━━━━━ DOCUMENT TEXT ━━━━━

When sugar first arrived in Britain in the twelfth century it was consumed as a spice, preservative, and most importantly, a medicine. In fact, so useful was sugar in the medicinal practices of Europe that until the 1900s the expression 'like an apothecary without sugar' came to mean a state of utter desperation or helplessness.
Sugar as a sweetener seems glaringly obvious to us, but the shift from medicine and spice to ingredient and after-course was historically important because sugar consumption in Britain grew exponentially when this became economically possible.
Sucrose from sugar cane is the primary source of sugar in the world. Early refining methods involved grinding or pounding the sugar cane in order to extract the juice, and then boiling down the liquid or dehydrating it in the sun to yield sugary solids that looked like gravel. This process was later replaced by the sugarloaf method – a technology for refining sugar, which was developed and dominated by European powers.
This engraving from the British Museum's collection is part of a series of prints from c.1600 that showed new technologies – in this case, the method for refining sugar. However it's a fabricated image, as in reality the sugar cane fields you see in the background were likely miles away from the refineries. These two parts of sugar production were kept separate, as it was the refining of sugar that transformed it from exotic crop to powerful commodity.
Sugar's role as a status symbol was the driving force behind its commodification. More than an ingredient, throughout the early modern era, sugar was an artistic medium of tremendous influence and impact. The splendour of the dessert course was intensified by the costly nature of sugar, both in the specialised labour required for its intricate execution and the expense of the raw material itself. A sugarloaf – like the one pictured in the painting above – would have cost an average person's monthly salary and that was before the confectioner had even begun their work.
From the fifteenth to the eighteenth centuries, confectioners were treated as artists, with a higher social status than many of their chef counterparts. The fantastical banquets that graced the tables of Europe were the beautiful face of a hideous practice that saw their raw materials prized above people. As tables groaned with the weight of sugarcoated luxuries, in the cane fields of the Caribbean and in the bows of ships there was a very different narrative unfolding.
The essential image of early modern sugar is not one of luxury, but of the horrors of slavery – the transatlantic triangle that saw enslaved people treated as objects, and goods appreciated over individuals, was the direct outcome of the desire for affordable sugar. In their work, Captured Africans, Kevin Dalton-Johnson and Ann McArdle comment on this history.
The public sculpture, which resides in Lancaster, is a reflection of the unjust hierarchy of the past: on the top level, a layer of coins representing the triumph of trade, while at the bottom a cross-section of a slave ship sails across a mosaic Atlantic ocean. This history of sugar should never be forgotten but addressed and engaged with. These choices are part of British history, part of the fabric of our cities and still have contemporary resonance in our food choices and the human cost of consumption in the west.

━━━━━

_TASK ITEM 1_. Copy the passage on the history of sugar from "When sugar first" up to and including "became economically possible.".
_TASK ITEM 2_. Proceed with the history of sugar text, picking up right after its final sentence.
The records have nothing to do with this.

━━━━━ RECORDS SUPPLIED ━━━━━

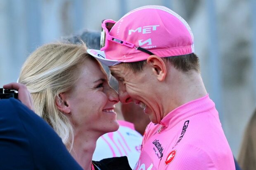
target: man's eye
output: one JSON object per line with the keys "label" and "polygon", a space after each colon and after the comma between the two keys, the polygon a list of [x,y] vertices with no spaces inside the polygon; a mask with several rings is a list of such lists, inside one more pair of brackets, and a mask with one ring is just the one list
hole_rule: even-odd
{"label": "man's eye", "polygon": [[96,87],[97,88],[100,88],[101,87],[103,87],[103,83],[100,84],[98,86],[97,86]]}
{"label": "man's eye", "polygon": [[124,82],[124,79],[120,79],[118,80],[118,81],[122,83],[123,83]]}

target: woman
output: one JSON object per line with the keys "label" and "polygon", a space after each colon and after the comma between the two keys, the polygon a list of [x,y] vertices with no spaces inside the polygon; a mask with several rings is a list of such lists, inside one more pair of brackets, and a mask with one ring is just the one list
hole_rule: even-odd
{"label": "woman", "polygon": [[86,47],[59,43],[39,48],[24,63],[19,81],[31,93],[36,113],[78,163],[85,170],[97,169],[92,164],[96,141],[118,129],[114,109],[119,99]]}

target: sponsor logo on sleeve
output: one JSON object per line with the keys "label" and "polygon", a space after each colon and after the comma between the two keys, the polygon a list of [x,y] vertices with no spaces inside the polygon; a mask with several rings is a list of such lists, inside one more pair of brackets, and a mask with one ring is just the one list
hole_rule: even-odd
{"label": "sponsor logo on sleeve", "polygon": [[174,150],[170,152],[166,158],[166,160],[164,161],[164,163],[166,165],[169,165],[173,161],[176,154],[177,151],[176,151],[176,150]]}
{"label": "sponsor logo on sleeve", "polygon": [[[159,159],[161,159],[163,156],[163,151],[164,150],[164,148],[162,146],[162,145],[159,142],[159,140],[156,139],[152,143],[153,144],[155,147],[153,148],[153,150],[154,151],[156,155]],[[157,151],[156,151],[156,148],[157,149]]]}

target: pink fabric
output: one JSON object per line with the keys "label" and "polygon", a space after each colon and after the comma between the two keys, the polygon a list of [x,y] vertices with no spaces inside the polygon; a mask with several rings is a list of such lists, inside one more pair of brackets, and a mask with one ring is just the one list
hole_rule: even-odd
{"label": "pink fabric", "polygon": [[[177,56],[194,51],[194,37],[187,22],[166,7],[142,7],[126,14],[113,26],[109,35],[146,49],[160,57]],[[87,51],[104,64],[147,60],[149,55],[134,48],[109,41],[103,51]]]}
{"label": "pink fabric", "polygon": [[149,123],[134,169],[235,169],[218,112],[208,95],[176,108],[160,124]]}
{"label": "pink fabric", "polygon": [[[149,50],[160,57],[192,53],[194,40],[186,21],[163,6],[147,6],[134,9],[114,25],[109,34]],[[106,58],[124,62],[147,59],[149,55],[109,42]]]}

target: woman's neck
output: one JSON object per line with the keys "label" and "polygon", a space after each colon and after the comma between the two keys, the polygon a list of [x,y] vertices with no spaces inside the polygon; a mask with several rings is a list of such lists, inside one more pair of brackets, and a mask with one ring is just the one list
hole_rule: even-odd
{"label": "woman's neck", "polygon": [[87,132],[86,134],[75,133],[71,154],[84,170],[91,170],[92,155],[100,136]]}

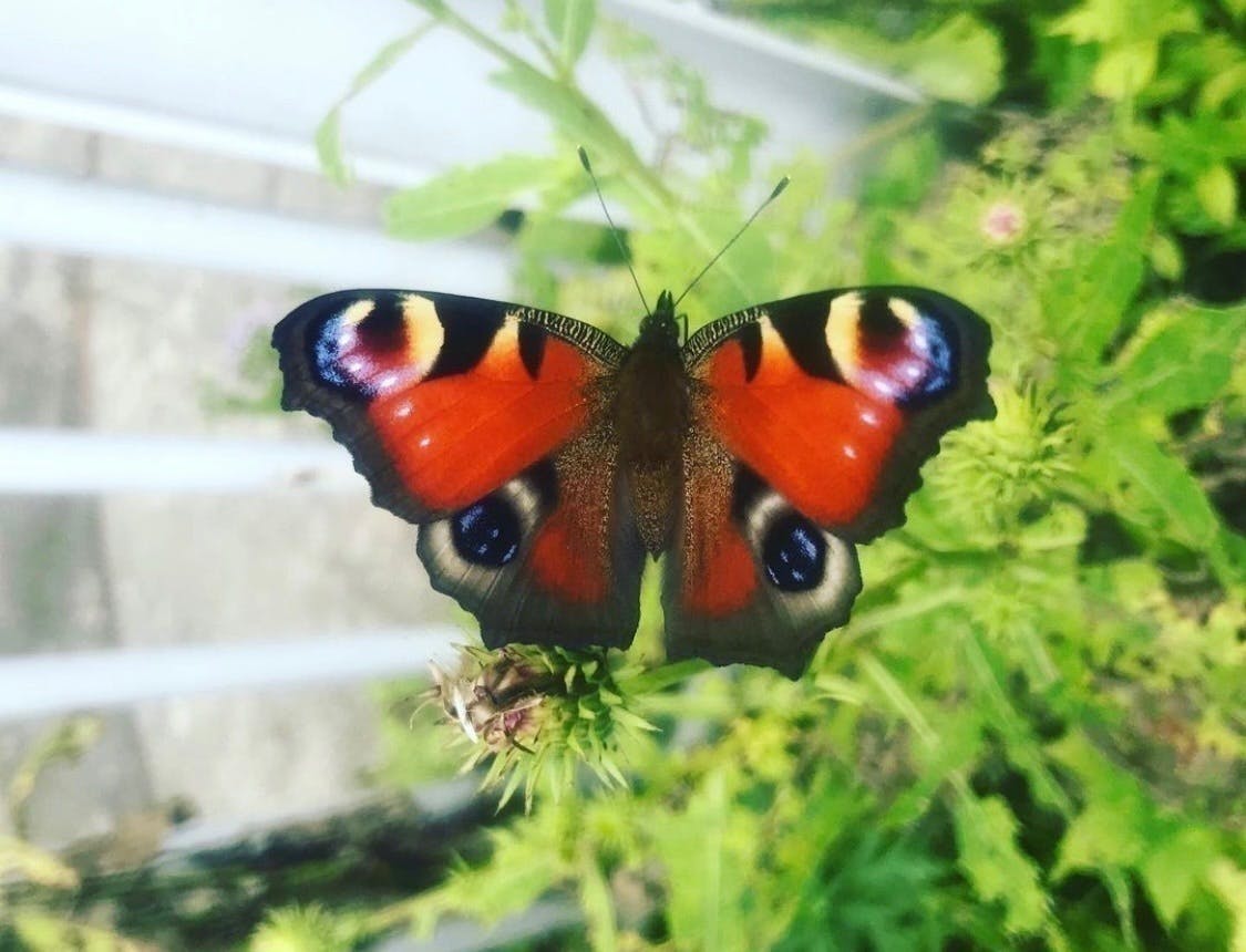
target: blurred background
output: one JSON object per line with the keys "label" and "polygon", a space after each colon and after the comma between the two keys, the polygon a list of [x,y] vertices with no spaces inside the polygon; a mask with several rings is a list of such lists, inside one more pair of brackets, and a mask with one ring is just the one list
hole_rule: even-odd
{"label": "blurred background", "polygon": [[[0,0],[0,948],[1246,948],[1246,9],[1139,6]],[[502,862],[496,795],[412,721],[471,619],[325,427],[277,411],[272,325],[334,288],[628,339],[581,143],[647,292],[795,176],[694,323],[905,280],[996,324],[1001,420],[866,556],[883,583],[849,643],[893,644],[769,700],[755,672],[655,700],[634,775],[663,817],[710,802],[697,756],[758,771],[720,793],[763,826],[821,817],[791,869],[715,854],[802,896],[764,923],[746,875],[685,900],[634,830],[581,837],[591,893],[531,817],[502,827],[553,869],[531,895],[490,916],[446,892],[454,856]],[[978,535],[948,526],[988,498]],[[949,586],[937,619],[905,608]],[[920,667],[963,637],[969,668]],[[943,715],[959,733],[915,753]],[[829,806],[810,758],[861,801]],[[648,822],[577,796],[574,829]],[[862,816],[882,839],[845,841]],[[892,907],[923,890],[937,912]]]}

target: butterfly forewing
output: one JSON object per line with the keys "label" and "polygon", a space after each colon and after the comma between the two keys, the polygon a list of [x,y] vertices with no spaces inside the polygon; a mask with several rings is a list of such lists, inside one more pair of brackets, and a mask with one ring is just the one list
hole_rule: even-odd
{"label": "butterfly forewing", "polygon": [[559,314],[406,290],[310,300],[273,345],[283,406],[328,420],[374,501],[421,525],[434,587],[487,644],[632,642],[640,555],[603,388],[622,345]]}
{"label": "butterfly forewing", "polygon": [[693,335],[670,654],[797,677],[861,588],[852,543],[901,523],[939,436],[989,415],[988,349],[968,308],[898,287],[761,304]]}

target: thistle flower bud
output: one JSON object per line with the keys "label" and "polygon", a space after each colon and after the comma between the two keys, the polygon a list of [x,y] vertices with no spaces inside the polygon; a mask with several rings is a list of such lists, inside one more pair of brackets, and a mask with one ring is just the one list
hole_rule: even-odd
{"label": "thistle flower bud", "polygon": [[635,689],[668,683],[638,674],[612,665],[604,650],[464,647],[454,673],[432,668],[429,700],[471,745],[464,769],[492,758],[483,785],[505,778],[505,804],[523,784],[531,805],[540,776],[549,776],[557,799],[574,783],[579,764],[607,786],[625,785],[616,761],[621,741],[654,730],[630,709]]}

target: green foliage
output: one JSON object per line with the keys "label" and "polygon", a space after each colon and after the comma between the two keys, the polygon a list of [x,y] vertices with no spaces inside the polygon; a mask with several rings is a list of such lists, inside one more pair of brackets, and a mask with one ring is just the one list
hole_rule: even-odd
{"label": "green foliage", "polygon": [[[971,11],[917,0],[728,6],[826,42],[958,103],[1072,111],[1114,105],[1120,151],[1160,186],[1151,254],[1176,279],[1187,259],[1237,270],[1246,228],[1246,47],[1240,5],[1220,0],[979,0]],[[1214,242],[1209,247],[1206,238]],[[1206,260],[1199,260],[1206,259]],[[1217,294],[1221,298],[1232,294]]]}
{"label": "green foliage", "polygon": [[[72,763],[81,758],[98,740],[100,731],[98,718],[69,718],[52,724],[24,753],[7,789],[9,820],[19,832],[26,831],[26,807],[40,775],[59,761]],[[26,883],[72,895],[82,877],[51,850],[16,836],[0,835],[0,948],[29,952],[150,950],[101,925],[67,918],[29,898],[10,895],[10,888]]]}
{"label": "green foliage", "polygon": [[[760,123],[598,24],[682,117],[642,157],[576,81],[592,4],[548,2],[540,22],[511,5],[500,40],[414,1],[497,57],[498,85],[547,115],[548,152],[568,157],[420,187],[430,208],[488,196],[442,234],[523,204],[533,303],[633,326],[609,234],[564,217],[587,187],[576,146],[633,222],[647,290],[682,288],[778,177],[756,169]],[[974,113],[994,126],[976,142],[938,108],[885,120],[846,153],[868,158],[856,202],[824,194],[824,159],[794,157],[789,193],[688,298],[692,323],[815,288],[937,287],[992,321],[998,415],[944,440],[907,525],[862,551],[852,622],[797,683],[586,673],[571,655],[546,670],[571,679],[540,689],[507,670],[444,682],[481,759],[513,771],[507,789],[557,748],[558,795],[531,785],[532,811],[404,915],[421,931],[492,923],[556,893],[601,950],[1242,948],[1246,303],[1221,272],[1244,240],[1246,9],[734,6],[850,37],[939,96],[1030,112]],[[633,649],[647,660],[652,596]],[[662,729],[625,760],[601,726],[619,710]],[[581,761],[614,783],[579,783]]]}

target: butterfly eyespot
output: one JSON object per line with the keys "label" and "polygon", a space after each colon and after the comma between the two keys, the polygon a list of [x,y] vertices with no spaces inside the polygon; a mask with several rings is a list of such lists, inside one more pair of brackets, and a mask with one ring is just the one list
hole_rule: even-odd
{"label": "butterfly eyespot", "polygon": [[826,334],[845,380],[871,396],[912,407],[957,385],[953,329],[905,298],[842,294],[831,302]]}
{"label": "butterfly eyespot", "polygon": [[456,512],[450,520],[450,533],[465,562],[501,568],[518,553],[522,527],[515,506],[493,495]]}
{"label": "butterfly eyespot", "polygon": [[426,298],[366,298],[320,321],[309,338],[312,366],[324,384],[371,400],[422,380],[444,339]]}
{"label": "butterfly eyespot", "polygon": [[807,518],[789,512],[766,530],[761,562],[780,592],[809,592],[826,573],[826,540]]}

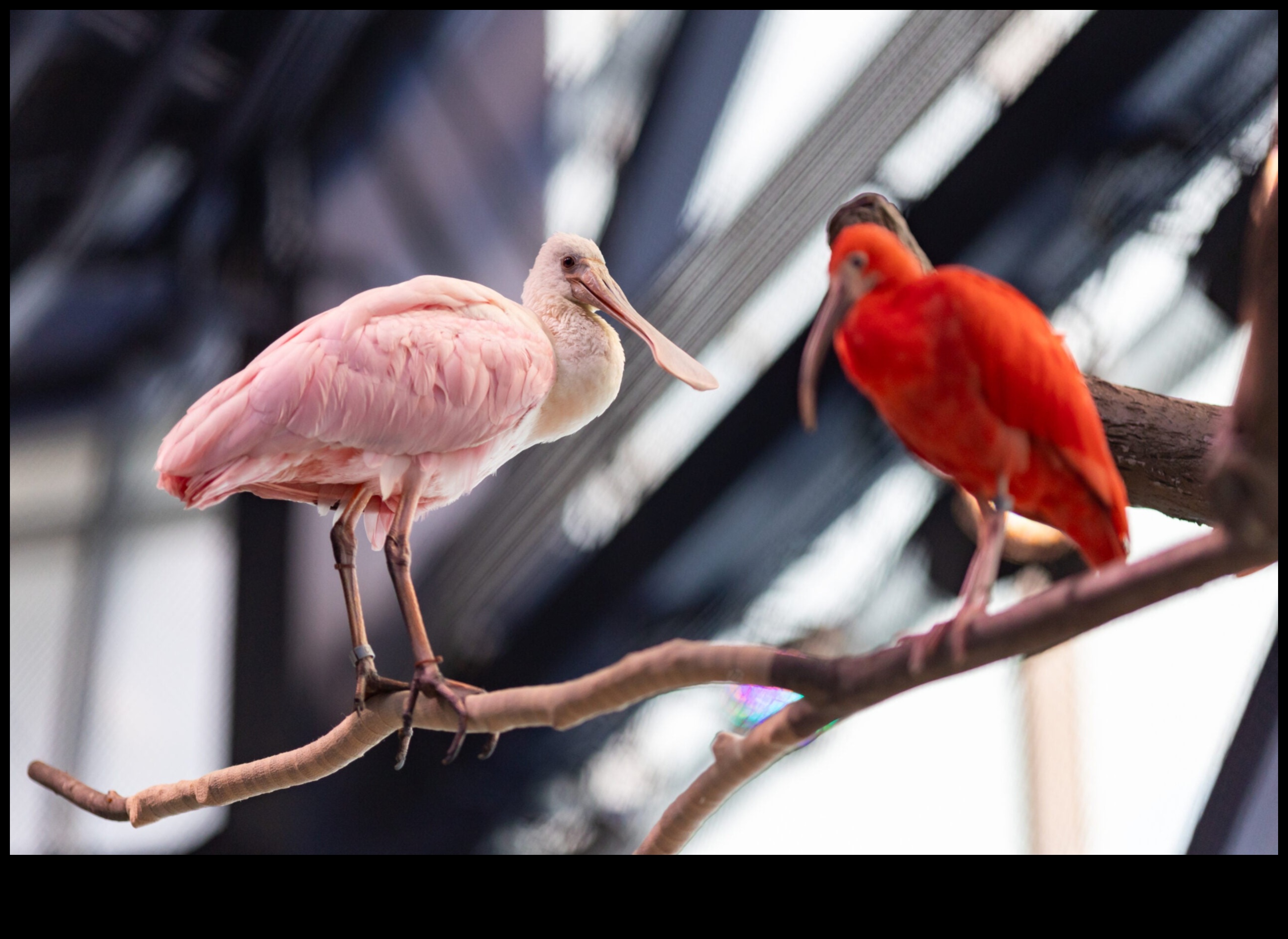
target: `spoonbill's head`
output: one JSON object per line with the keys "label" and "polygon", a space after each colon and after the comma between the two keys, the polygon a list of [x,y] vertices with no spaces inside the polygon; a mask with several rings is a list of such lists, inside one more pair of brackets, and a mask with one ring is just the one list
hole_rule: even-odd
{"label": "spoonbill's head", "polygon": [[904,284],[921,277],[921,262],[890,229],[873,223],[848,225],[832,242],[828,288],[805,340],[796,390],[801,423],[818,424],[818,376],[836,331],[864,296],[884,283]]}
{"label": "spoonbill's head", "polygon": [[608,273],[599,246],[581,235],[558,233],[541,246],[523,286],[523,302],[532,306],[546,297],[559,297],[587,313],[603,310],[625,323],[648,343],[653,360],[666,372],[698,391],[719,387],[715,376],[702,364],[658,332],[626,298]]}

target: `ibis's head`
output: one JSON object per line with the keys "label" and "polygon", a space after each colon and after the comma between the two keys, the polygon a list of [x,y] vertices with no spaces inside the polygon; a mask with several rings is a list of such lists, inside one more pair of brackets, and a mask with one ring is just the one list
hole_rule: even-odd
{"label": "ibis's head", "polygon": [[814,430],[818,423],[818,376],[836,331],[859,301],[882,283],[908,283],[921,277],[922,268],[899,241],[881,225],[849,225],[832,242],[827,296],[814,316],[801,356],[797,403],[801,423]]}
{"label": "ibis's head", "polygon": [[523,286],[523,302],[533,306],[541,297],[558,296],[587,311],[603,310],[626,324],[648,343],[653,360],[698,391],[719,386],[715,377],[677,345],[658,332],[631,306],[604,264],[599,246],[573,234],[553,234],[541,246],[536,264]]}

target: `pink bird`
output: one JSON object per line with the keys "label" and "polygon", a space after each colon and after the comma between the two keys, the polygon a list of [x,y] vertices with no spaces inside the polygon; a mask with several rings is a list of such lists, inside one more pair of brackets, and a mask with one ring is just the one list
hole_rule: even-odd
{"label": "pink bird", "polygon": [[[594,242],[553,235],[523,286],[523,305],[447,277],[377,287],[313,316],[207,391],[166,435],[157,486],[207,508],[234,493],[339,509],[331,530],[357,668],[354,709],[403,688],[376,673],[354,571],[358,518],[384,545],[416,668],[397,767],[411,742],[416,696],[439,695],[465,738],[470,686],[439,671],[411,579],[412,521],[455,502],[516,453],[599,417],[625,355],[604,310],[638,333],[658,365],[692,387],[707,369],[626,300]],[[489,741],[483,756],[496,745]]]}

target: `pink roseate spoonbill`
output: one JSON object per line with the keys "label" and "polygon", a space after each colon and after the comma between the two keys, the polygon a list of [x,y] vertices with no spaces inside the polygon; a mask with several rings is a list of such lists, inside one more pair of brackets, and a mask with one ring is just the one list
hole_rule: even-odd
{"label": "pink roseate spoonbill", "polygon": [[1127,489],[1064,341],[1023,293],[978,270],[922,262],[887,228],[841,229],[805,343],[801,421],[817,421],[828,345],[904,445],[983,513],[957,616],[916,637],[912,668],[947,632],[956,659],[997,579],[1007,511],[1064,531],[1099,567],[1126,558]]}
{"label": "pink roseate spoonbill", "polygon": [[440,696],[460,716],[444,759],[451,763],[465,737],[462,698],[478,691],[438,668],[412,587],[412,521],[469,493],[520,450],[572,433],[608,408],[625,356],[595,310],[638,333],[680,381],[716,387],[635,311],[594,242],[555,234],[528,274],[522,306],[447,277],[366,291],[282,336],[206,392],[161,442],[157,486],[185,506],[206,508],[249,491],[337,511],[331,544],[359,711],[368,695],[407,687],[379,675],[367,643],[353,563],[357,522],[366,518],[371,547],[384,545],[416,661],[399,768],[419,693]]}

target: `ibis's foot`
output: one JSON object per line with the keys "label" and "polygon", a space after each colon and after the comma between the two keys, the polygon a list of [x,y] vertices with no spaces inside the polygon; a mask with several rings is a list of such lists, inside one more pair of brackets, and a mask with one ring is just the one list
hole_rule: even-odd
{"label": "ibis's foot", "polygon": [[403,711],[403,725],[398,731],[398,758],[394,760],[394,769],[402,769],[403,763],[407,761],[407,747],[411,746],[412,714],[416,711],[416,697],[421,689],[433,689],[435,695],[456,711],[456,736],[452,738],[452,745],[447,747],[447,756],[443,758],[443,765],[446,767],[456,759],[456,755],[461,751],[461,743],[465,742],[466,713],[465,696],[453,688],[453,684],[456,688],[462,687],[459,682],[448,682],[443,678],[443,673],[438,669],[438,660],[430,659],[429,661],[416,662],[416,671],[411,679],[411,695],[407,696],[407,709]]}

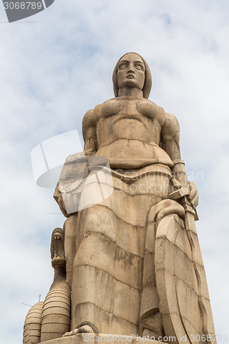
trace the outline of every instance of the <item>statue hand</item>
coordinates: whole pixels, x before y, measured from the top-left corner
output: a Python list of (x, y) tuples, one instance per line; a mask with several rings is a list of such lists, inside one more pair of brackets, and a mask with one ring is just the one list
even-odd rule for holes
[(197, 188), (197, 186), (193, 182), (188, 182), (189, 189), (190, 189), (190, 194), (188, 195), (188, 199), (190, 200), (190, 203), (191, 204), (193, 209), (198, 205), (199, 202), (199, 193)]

━━━━━

_EXPECTED OUTPUT 1_.
When sugar first arrived in Britain in the twelfth century it was consumed as a spice, preservative, and most importantly, a medicine. In fact, so useful was sugar in the medicinal practices of Europe that until the 1900s the expression 'like an apothecary without sugar' came to mean a state of utter desperation or helplessness.
Sugar as a sweetener seems glaringly obvious to us, but the shift from medicine and spice to ingredient and after-course was historically important because sugar consumption in Britain grew exponentially when this became economically possible.

_EXPECTED OUTPUT 2_.
For a more in-depth look at the extent of Britain's involvement in the transatlantic slave trade, I would recommend UCL's Legacies of British Slave-ownership project, which has catalogued over 61,000 owners of enslaved people. As a country, our participation in the slave trade was widespread, a fact that must not be neglected just because the enslaved people owned by these British proprietors were thousands of miles away on plantations in the Caribbean.
The tumultuous histories of sugar are something that many contemporary artists have engaged with. However, there's one work in particular, which exposes the multifaceted stories of sugar to supreme effect: Kara Walker's work A Subtlety, or the Marvelous Sugar Baby. This monumental, sugarcoated work reflects on the colonial history of this material and the oppression of enslaved people.
The central figure is in the style of the 'mammy' caricature, used so often in history to belittle black women. Meanwhile, the sphinxlike form is an icon of civilisation, but also of ruin. It reminds us of ancient worlds and new beginnings. The iconography is powerful, but more so because it's a subversion of a figure of suppression into one of strength.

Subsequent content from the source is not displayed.